>> Start Records for the exercise

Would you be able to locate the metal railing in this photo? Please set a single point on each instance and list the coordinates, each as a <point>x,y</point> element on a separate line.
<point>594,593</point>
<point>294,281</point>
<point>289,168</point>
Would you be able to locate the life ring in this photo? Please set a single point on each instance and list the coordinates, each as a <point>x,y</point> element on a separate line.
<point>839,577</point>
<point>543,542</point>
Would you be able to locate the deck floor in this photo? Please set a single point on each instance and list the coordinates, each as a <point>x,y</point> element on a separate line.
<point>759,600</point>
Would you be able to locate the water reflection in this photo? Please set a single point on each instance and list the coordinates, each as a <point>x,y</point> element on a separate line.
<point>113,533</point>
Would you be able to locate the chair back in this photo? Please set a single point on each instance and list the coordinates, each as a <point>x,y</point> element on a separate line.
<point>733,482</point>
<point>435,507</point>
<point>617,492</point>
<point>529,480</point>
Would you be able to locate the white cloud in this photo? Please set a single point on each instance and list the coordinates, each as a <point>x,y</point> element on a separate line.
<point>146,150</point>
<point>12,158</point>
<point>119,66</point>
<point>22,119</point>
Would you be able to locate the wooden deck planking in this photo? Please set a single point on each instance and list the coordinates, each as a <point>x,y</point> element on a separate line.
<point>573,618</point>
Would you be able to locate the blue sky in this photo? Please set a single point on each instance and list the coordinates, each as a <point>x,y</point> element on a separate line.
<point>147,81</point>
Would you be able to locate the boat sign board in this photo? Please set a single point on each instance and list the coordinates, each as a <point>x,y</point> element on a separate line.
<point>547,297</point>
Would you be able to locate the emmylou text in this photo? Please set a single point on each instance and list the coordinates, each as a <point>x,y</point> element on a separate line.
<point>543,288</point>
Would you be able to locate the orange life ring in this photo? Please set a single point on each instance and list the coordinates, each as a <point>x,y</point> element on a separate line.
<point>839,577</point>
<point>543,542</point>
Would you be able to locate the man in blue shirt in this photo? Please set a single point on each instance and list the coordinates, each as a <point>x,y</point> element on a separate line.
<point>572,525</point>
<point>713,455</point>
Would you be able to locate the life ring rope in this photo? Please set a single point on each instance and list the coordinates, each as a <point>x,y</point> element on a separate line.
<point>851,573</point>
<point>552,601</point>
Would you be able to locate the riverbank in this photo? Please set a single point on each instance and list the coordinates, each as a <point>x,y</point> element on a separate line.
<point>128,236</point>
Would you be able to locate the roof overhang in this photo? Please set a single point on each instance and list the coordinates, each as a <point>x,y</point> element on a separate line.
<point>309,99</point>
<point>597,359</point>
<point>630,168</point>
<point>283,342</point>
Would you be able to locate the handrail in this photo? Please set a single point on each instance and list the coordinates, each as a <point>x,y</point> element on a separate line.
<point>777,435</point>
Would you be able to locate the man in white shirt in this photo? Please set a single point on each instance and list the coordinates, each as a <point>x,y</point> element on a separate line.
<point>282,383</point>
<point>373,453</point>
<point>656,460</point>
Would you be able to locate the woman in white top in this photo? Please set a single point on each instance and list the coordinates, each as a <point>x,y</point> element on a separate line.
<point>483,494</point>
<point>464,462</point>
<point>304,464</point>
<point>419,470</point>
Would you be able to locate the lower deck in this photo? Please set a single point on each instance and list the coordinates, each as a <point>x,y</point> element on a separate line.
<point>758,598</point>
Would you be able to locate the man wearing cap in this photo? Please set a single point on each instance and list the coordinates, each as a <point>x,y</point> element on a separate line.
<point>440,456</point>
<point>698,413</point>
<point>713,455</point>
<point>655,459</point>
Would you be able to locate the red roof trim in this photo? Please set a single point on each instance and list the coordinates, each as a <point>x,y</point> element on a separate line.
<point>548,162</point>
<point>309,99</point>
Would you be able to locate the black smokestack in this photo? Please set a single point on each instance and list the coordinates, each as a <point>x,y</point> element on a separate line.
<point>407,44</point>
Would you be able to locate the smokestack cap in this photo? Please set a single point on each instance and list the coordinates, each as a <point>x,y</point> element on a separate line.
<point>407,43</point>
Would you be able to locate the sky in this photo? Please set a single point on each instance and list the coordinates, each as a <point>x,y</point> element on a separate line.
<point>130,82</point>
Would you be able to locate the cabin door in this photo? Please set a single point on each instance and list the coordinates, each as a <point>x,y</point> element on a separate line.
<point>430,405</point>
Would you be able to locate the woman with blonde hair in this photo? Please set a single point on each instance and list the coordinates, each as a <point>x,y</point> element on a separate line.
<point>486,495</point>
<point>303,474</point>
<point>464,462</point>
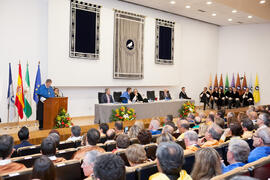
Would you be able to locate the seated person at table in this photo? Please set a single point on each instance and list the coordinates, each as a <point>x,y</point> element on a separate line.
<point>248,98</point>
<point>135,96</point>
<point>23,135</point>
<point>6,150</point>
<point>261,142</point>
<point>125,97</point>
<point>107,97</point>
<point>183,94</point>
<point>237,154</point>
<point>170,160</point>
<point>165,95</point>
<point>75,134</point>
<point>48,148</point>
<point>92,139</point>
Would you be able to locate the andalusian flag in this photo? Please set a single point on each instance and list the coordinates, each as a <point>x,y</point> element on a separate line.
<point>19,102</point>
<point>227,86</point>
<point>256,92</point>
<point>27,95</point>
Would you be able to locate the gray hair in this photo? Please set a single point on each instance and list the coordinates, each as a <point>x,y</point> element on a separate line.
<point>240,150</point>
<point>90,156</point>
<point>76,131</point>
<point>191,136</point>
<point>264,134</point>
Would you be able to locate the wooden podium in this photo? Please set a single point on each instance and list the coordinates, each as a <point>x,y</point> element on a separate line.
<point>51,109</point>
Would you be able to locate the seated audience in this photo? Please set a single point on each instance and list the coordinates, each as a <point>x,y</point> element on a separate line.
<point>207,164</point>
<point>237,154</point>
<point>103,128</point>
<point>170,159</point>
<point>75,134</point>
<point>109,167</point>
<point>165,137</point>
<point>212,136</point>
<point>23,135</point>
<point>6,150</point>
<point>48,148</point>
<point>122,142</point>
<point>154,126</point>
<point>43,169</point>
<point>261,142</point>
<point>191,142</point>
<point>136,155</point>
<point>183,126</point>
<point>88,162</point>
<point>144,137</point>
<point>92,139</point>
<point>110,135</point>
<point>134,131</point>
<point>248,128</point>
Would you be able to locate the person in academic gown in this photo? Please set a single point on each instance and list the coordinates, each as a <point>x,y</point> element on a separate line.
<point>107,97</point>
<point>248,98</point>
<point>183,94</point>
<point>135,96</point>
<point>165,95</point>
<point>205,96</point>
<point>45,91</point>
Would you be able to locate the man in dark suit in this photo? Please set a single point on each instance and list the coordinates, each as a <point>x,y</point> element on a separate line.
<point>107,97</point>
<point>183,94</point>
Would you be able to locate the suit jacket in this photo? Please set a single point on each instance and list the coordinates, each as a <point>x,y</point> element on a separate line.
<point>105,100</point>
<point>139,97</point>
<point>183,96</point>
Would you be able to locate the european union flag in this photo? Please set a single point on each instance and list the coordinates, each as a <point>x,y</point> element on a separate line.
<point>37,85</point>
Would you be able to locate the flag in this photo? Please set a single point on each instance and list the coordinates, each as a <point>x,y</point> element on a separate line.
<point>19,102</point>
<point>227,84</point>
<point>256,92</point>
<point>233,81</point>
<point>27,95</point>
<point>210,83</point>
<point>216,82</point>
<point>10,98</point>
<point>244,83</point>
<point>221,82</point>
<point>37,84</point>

>> End Records for the exercise

### Work instructions:
Rewrite every line of the listing above, swapping "in this photo" for "in this image" and changing nothing else. Leave the pictures out of your answer.

### Output for this exercise:
Would you be able to locate the metal railing in this image? Please set a single point on each instance and list the coordinates, each as a <point>x,y</point> element on a separate line.
<point>594,593</point>
<point>294,281</point>
<point>289,168</point>
Would you be able to locate the life ring in this image? Please set a single point on each instance and list the coordinates, each as a <point>x,y</point> element on a separate line.
<point>839,577</point>
<point>543,542</point>
Would you be able to locate the deck floor in this image? Please set a single point on each instance and list the coordinates, each as a <point>x,y</point> element on a separate line.
<point>759,600</point>
Would you be able to locate the water reflection in this image? Please set a single point on each instance and list the coordinates, each as a <point>x,y</point> element on a separate line.
<point>113,533</point>
Would you be able to locate the chair back in this image? Please set a single point on each instance and list the coordinates, each as a <point>x,y</point> element on a separate line.
<point>733,482</point>
<point>435,507</point>
<point>617,492</point>
<point>529,480</point>
Would you be able to locate the white cloud in this image? Please set a single point on each instance and list the coordinates, each as a <point>x,y</point> element on a separate line.
<point>146,150</point>
<point>12,158</point>
<point>119,66</point>
<point>22,119</point>
Would you be able to locate the wooden deck planking in this image? Please set a single point on each instance and list the coordinates, each as a <point>x,y</point> element on a separate line.
<point>573,618</point>
Would you be able to locate the blue sky in this image? Please set a single point on each instance and list the coordinates, each as a <point>x,y</point> element on a separate line.
<point>147,81</point>
Would you be able to locate the boat sign board in this image? Please set a single point on each instance and list the coordinates, each as a <point>x,y</point> element on a separate line.
<point>547,297</point>
Would you be able to locate the emmylou text in this image? Please set a single point on each instance and list the coordinates, each as a <point>x,y</point> element on a separate line.
<point>543,288</point>
Would you be able to locate the orange life ring in this image? Please set a single point on each instance and list the coordinates, each as a <point>x,y</point> element on a separate line.
<point>839,577</point>
<point>543,542</point>
Would you be able to locate the man in blue shirt in this image? Please set a single point on each instance and list the coordinates, each as a <point>x,y</point> element on a separate line.
<point>572,525</point>
<point>713,455</point>
Would you be able to locate the life ring rope in this image? Please set a single point on each instance and list the coordinates, each as a <point>x,y</point> element on a separate line.
<point>851,573</point>
<point>552,601</point>
Would you be able to locate the riverbank in this image? Please set a single point on each instance and list the coordinates, each as a <point>x,y</point> element on a separate line.
<point>128,236</point>
Would you be able to locate the roof overhang in this image? Please set a single point on each instance and list the coordinates, each as a <point>x,y</point> element on a separate line.
<point>309,99</point>
<point>597,359</point>
<point>630,168</point>
<point>283,342</point>
Would you be able to locate the handrail in this image? Please set a single point on each instance and list the coordinates, each as a <point>x,y</point> element on a separate line.
<point>777,435</point>
Would you be able to locate the man in white shirt in this image? Please set a single point on each instance and list the coordinates, each as a <point>x,y</point> element on a separate line.
<point>282,383</point>
<point>373,453</point>
<point>656,460</point>
Would you be able to locate the woman in white top in this image? Please set a single point on each instance and list the coordinates, each as a <point>x,y</point> element on a separate line.
<point>483,494</point>
<point>464,462</point>
<point>304,464</point>
<point>419,470</point>
Would you be able to locate the lower deck in this image? Please set a single point on each instance and list the coordinates, each as a <point>x,y</point> element on a separate line.
<point>758,598</point>
Would you be able to locate the man wearing cap in this image? Please set a single point on each instance and list the coordinates, each as a <point>x,y</point> element on a separate line.
<point>440,456</point>
<point>698,413</point>
<point>713,455</point>
<point>655,459</point>
Would you be able to locate the red roof trim in this image? Please set a single point on each instance and list the coordinates, each as a <point>x,y</point> element on a separate line.
<point>548,162</point>
<point>309,99</point>
Would you be able to locate the black smokestack in this image? Please set a single point on each instance and list the coordinates, each as a <point>x,y</point> element on a separate line.
<point>407,44</point>
Would you be able to locate the smokestack cap in this image? Please set a single point on each instance and list the coordinates, each as a <point>x,y</point> element on a separate line.
<point>407,43</point>
Would you be able to locate the sky in this image? Please set a single point on each instance and list the coordinates, each as a <point>x,y</point> element on a separate line.
<point>130,82</point>
Would you be able to locate the cabin door in this image? Please set a single point on each instance and list the coordinates, each as a <point>x,y</point> element on a separate line.
<point>430,405</point>
Would you be able to locate the woman with blonde hair in this image? Please set a single point on each instance and list the coordinates, each as a <point>x,y</point> element on a separate line.
<point>486,495</point>
<point>303,474</point>
<point>464,462</point>
Would you be able to locate the seated person at table in this image? Please set a single point on each instance and list the coordinates, each as a <point>x,y</point> element on a separate line.
<point>248,98</point>
<point>135,96</point>
<point>23,135</point>
<point>6,150</point>
<point>261,142</point>
<point>125,97</point>
<point>107,97</point>
<point>183,94</point>
<point>237,154</point>
<point>170,160</point>
<point>165,95</point>
<point>75,134</point>
<point>48,148</point>
<point>92,139</point>
Would you be able to locate the andalusian flag in this image? Please set a single point on each instance and list the coordinates, each as a <point>x,y</point> element on a separate line.
<point>19,102</point>
<point>227,86</point>
<point>256,92</point>
<point>27,95</point>
Would you be able to locate the gray hair in this image? Please set a single point on each instance and list the coordinates, each as a <point>x,y</point> element on a separate line.
<point>240,150</point>
<point>90,156</point>
<point>76,131</point>
<point>191,136</point>
<point>264,134</point>
Would you be able to locate the wooden podium in this image? Please set a single point on each instance and list the coordinates, each as a <point>x,y</point> element on a separate line.
<point>51,109</point>
Would you be able to locate the seated audience in this image? Please set a single point on each instance and list the coordinates, each as a <point>x,y</point> element on a separate line.
<point>207,164</point>
<point>237,154</point>
<point>103,128</point>
<point>170,159</point>
<point>75,134</point>
<point>109,167</point>
<point>165,137</point>
<point>212,136</point>
<point>23,135</point>
<point>6,150</point>
<point>48,148</point>
<point>122,142</point>
<point>154,126</point>
<point>43,169</point>
<point>261,142</point>
<point>191,142</point>
<point>136,155</point>
<point>183,126</point>
<point>88,162</point>
<point>144,137</point>
<point>92,139</point>
<point>110,135</point>
<point>134,131</point>
<point>248,128</point>
Would you be able to locate the person in academic gown in this image? Please set a single point on each instance and list the coordinates, each as a <point>x,y</point> element on a separate line.
<point>107,97</point>
<point>248,98</point>
<point>183,94</point>
<point>135,96</point>
<point>165,95</point>
<point>205,96</point>
<point>45,91</point>
Would you be able to locate the man in dark suit in this image? Please set a single point on each instance and list the coordinates, each as a <point>x,y</point> element on a separate line.
<point>107,97</point>
<point>183,94</point>
Would you be able to locate the suit jacket in this image? Please set a single point on each instance and list the coordinates, each as a <point>x,y</point> element on a separate line.
<point>105,100</point>
<point>139,97</point>
<point>183,96</point>
Would you be able to locate the european union flag in this image? Please set a single point on each instance and list the coordinates, each as a <point>x,y</point> element on a separate line.
<point>37,85</point>
Would you be able to locate the flag in this image? Please set a single point on each instance and list the coordinates, each as a <point>x,y</point> element on a separate line.
<point>19,102</point>
<point>227,84</point>
<point>256,92</point>
<point>233,81</point>
<point>27,95</point>
<point>210,83</point>
<point>216,82</point>
<point>10,98</point>
<point>244,83</point>
<point>221,82</point>
<point>37,84</point>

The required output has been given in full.